MATERIAL SUPPLIED Start Marker
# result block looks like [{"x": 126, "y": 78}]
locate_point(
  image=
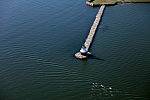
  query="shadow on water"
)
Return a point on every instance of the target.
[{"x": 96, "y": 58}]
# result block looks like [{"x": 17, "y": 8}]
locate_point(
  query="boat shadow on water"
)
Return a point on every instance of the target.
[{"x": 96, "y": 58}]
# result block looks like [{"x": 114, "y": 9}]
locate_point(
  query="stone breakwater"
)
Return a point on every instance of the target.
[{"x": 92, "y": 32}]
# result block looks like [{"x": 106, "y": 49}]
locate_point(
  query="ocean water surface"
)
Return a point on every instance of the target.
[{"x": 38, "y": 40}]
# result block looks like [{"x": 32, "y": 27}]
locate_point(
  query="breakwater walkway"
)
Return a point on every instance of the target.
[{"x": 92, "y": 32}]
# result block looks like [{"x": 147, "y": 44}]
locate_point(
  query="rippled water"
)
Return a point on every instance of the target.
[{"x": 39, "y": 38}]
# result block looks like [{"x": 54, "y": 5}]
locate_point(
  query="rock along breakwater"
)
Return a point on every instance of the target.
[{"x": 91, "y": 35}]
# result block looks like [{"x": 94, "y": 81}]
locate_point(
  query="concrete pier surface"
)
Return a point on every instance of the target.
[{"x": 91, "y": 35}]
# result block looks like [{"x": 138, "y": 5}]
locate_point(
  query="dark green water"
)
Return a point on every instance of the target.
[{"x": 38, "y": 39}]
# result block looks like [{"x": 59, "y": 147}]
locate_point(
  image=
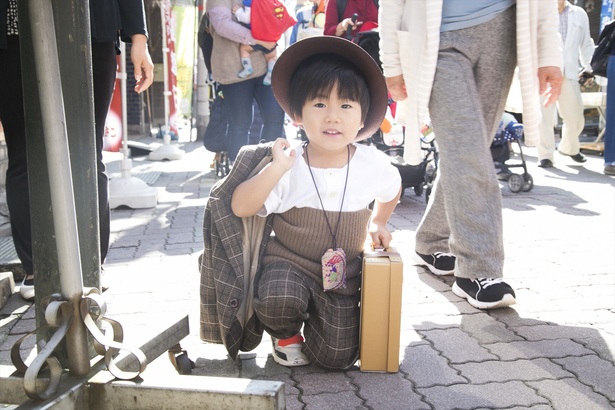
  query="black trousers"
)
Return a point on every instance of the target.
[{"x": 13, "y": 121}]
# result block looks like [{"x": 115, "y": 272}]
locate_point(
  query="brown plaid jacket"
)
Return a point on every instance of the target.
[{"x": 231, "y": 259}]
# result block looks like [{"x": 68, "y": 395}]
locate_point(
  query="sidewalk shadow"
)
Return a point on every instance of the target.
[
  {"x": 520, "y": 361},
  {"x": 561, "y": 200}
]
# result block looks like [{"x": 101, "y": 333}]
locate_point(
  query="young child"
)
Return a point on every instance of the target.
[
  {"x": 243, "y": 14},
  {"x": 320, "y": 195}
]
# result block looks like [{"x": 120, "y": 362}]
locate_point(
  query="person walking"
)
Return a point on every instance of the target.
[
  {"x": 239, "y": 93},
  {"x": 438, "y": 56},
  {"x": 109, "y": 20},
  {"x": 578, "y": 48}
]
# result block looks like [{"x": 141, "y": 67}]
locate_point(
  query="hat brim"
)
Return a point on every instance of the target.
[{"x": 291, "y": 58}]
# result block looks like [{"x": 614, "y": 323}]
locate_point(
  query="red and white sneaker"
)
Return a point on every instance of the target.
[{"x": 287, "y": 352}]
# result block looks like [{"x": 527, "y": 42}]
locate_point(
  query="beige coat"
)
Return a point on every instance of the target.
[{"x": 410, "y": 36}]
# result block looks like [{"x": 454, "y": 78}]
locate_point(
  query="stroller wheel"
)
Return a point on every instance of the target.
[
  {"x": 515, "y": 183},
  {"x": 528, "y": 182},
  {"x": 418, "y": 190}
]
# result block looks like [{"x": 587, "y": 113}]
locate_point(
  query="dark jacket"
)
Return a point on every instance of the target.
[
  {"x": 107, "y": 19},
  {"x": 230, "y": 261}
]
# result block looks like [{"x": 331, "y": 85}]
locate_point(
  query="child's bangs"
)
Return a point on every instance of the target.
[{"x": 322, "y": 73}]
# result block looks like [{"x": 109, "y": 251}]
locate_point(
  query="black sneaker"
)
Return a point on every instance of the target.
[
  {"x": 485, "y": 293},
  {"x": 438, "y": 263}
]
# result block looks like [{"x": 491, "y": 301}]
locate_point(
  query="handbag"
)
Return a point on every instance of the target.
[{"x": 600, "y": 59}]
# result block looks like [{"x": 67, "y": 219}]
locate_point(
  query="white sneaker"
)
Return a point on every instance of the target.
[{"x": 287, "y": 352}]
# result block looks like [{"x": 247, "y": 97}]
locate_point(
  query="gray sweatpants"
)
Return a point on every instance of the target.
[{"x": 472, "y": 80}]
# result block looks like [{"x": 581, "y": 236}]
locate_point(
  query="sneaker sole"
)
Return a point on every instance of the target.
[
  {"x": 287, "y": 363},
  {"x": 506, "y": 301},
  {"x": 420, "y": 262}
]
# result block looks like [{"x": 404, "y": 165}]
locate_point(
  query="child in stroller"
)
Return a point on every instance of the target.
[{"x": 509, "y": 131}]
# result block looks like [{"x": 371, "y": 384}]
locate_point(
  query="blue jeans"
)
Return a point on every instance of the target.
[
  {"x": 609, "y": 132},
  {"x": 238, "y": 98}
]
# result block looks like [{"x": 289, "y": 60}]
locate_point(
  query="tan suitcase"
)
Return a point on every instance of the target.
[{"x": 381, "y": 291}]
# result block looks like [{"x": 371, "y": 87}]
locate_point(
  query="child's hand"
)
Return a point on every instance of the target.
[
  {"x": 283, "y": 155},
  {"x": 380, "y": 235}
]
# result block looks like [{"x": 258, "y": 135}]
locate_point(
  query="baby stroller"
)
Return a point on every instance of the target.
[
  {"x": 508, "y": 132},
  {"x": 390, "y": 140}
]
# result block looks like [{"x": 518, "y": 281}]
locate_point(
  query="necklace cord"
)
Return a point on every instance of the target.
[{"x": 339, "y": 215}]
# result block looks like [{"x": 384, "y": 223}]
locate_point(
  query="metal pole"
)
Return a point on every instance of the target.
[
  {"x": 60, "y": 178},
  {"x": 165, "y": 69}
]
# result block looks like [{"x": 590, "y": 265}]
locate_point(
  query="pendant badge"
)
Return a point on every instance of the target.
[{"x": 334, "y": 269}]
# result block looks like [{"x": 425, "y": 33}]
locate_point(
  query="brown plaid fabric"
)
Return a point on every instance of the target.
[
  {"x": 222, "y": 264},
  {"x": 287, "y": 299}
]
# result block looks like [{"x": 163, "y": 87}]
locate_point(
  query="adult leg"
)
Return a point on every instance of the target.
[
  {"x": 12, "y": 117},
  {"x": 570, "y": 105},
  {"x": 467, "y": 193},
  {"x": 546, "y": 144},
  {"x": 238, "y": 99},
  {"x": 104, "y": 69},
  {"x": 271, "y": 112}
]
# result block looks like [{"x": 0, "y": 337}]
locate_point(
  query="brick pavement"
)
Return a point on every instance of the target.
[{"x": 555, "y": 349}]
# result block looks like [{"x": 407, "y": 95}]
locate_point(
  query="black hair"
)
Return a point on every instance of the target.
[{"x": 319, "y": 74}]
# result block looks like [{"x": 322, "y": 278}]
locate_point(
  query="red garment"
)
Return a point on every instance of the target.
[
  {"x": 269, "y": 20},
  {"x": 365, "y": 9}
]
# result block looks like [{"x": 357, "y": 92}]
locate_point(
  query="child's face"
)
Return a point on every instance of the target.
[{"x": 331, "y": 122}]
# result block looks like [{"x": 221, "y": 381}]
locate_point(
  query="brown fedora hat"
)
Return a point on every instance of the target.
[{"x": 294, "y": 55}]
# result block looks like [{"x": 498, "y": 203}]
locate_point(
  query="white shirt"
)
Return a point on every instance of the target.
MATERIAL SUPPLIED End Marker
MATERIAL SUPPLIED Start Marker
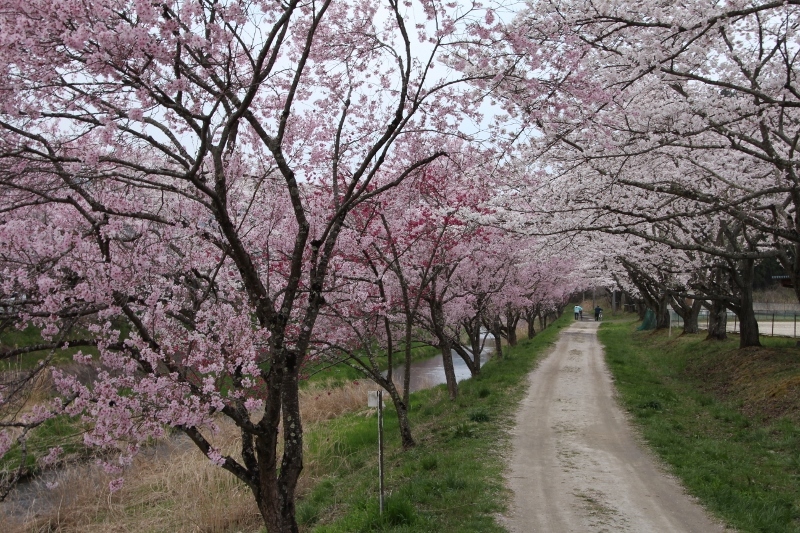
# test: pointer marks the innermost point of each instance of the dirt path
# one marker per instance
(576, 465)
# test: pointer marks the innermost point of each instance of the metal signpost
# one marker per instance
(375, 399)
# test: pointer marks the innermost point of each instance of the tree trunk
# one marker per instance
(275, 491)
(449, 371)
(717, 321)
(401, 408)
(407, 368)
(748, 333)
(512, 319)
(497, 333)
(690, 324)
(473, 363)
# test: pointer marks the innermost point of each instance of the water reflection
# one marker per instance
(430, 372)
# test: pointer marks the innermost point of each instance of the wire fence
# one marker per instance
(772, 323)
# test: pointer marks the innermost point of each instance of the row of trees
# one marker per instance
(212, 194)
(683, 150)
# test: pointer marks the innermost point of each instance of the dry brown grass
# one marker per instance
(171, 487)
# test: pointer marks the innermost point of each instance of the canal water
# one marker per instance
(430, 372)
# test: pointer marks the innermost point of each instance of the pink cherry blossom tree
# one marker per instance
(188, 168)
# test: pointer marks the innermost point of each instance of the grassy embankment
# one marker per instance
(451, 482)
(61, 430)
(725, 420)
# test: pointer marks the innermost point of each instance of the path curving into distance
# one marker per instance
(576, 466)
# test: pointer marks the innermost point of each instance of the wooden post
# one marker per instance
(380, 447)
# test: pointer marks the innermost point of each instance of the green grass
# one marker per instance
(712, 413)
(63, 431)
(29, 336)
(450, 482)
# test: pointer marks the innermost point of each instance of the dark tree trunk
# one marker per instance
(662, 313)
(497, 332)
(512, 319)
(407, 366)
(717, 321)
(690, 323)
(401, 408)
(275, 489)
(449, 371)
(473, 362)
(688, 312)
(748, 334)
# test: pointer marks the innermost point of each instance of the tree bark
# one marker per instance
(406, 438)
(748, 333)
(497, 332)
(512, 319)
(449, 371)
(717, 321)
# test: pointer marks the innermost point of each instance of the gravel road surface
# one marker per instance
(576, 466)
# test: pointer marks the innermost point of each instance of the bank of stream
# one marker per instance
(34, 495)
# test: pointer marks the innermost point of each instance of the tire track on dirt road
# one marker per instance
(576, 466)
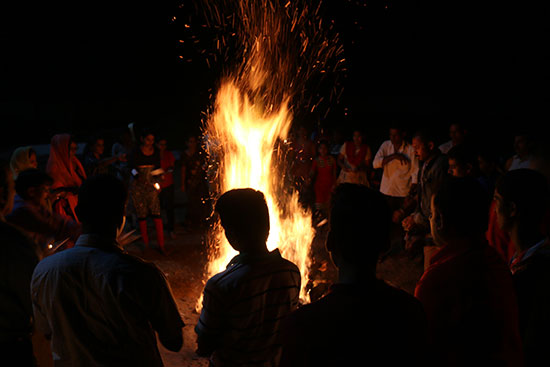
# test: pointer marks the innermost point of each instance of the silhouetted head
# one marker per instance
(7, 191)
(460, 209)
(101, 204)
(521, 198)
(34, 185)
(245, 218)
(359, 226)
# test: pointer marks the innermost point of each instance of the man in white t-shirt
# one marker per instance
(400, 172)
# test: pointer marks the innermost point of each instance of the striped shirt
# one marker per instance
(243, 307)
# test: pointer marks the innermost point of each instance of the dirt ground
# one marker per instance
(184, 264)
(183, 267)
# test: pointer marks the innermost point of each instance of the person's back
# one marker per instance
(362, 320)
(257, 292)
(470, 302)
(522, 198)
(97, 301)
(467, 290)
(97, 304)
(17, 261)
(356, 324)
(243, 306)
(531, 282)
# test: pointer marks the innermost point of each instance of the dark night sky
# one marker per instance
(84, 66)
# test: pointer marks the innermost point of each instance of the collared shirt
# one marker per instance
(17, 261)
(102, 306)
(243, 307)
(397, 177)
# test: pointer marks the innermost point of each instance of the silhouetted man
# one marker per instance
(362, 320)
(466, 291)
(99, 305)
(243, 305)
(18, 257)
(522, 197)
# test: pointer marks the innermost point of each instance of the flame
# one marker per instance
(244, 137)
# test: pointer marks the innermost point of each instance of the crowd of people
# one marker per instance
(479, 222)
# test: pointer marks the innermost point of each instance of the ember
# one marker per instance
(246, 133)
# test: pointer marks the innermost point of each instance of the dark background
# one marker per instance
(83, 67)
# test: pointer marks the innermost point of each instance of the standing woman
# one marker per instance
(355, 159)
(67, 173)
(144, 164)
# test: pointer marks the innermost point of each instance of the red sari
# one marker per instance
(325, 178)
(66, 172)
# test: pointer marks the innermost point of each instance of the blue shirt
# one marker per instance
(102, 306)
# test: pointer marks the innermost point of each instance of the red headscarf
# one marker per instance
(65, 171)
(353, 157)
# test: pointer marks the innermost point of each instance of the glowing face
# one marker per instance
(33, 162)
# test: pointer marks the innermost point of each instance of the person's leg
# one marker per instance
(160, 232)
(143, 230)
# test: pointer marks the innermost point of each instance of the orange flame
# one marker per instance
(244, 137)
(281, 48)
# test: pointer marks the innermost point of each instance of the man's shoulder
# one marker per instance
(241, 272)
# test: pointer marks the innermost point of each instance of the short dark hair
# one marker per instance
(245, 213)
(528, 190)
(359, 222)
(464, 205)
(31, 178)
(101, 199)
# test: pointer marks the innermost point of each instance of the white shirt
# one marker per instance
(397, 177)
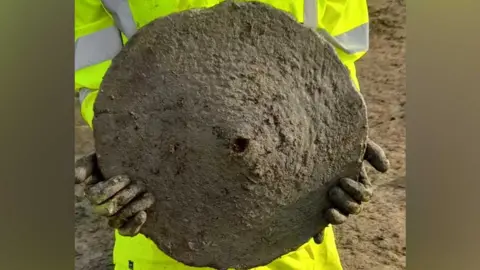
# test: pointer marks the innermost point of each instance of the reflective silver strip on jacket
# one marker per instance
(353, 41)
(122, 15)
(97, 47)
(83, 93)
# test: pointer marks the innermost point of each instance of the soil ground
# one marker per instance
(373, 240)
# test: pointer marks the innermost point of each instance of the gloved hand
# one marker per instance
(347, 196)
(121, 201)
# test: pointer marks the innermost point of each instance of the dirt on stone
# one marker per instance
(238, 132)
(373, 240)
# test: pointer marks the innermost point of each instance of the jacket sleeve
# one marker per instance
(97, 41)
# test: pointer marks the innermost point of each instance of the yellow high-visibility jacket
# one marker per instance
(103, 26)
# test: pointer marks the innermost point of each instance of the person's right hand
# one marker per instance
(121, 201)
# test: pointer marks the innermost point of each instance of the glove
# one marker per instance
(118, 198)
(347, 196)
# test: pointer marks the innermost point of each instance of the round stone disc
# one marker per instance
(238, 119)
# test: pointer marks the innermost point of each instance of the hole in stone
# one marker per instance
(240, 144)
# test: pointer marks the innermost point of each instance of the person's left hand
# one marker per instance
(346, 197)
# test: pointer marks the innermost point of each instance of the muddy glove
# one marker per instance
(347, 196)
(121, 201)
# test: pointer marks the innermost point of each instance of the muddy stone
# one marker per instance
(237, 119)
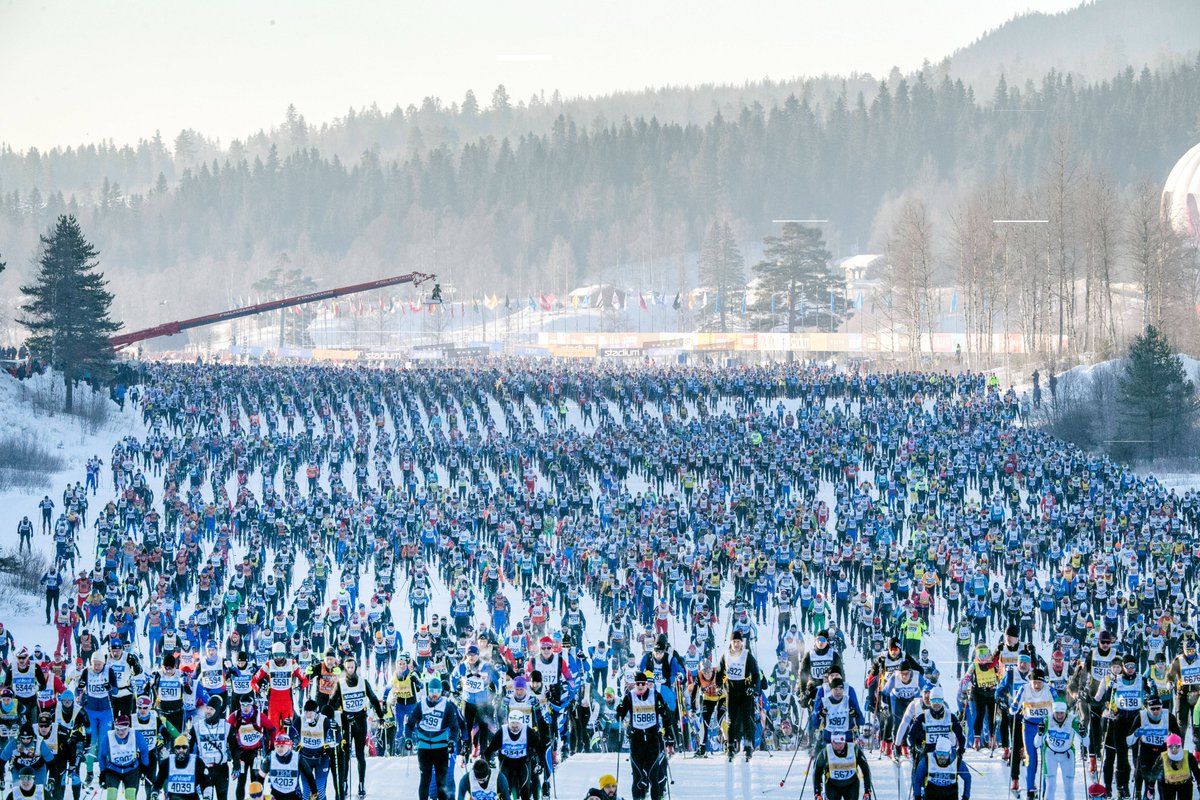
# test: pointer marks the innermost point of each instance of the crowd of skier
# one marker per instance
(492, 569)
MATERIAL SUPPLIED End Marker
## WHAT YOU SHOULD DO
Give the number of lines in the entries above that include the string "green". Write nothing but that number.

## TASK ANSWER
2